(Region pointing data)
■ ■ ■ ■ ■ ■ ■
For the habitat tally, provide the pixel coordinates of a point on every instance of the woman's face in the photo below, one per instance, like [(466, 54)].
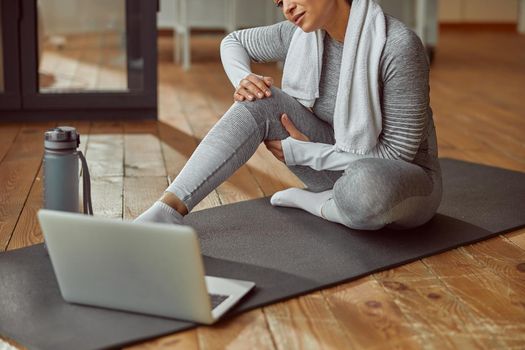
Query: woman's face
[(310, 15)]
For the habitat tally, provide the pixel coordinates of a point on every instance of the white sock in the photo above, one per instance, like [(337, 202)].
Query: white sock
[(160, 212), (297, 198)]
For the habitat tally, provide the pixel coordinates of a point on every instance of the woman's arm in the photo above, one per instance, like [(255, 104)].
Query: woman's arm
[(262, 44), (405, 109)]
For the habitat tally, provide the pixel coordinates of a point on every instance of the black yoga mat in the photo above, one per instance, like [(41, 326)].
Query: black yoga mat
[(287, 252)]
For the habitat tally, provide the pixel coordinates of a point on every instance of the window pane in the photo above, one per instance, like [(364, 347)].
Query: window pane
[(83, 47)]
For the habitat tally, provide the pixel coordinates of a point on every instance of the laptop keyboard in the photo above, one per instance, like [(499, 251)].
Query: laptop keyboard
[(217, 299)]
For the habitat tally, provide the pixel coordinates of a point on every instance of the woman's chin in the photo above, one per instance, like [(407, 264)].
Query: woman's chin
[(306, 28)]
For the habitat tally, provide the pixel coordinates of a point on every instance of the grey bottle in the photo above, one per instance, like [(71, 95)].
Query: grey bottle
[(61, 171)]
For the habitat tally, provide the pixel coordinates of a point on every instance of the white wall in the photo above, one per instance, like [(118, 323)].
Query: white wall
[(471, 11)]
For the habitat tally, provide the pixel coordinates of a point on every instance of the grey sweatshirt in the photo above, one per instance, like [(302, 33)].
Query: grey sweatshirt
[(404, 90)]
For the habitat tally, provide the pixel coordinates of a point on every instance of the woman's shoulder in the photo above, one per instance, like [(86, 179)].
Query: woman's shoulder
[(403, 47), (400, 38)]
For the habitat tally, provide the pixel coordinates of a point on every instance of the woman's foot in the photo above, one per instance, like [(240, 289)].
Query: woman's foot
[(311, 202), (160, 212)]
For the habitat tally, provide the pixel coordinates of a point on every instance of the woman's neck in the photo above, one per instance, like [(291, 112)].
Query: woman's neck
[(336, 27)]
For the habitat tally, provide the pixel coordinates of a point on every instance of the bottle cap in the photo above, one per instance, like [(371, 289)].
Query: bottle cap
[(62, 137)]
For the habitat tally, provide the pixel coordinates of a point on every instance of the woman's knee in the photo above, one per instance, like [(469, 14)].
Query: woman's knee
[(265, 109), (363, 195)]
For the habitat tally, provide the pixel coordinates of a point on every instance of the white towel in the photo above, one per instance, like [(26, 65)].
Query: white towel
[(357, 114)]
■ ■ ■ ■ ■ ■ ■
● DIRECTIONS: Output the data exactly as it is, with the pictures dropped.

● RESULT OF THE TASK:
For the habitat tally, provide the pixel coordinates of a point on every instance of the woman's face in the photo below, one per instance, like [(466, 54)].
Query: woman's face
[(310, 15)]
For the habitat tally, provide the pixel coordinates of a point on every instance of the white sock in the photo above, one per instance, like [(337, 202)].
Query: white sock
[(160, 212), (297, 198)]
For the habitat tally, provide the pixel coordinates of a point on every instance of the woman's arm in the photo above, one per instance, like [(255, 104)].
Query: woman's arm
[(262, 44), (405, 109)]
For the habitat tally, provide the pixel coordinates of a point on every instance of the black yoga mat in the photo above, one per instance, like [(41, 326)].
Query: black yoga mat
[(287, 252)]
For the habitat tally, provide the pixel coordinates of a point on every instance of the window pane in the photo above, one per instance, like [(364, 347)].
Query: window pane
[(83, 47)]
For the habitat tally, provide the pixel coordinates of a point on every instance of the laptop keyboard in the photo above, one per instance, like [(499, 251)].
Query: laptop keyboard
[(217, 299)]
For the habitat tally, provide the pixel coordinates of a point on every instance of the woman's chin in the photo above, one per instance, like [(407, 264)].
Query: woman's chin
[(306, 28)]
For the habitat tally, provide the pixel coordinates of a point on every instance of the grey bottle in the photo above, one per instance, like [(71, 95)].
Query: grey bottle
[(61, 171)]
For the habitat tally, provide the pixel coordinates of a point on every instance of the white wall in the photo above, one per instance, like [(118, 323)].
Query: white wall
[(471, 11)]
For the habitat tally, provide the pixel coordinates of a point on every instance of the grey sweatshirt in the photo above, one per instance, like [(302, 33)].
Query: grey sweatshirt
[(404, 90)]
For the habitat tally, provide the pixel coordinates of a point on every instance of the woman's shoulder in the photo above, one per instance, like [(86, 179)].
Query: woman's shoulder
[(403, 47), (400, 38)]
For the habitat tally, provide the pixel coordinates of a point on every instance of the woman's foot in the photo above, one per instance, like [(240, 289)].
Query: woman's foot
[(311, 202), (160, 212)]
For the habitat tally, provide the pixel coordinates of a point on every instance of the woman's neck in the photo above, one per instance, like [(291, 112)].
Query: woman's neck
[(336, 27)]
For the habitat tally, provide the pixel coordinates of a point on every instance of the bottle cap in the photo above, one per instance, like [(371, 289)].
Query: bottle cap
[(62, 137)]
For the habitat tally, provide the pixel coordinates of a point on every instance of the woman's knee in the photo above, one per instance, like [(469, 14)].
Query: woman's knee
[(265, 109), (363, 195)]
For the habitat tally, provide the pixel coordinates of a point on every instance of the white towel in the photo above, one per instance, like [(26, 65)].
Query: white towel
[(357, 114)]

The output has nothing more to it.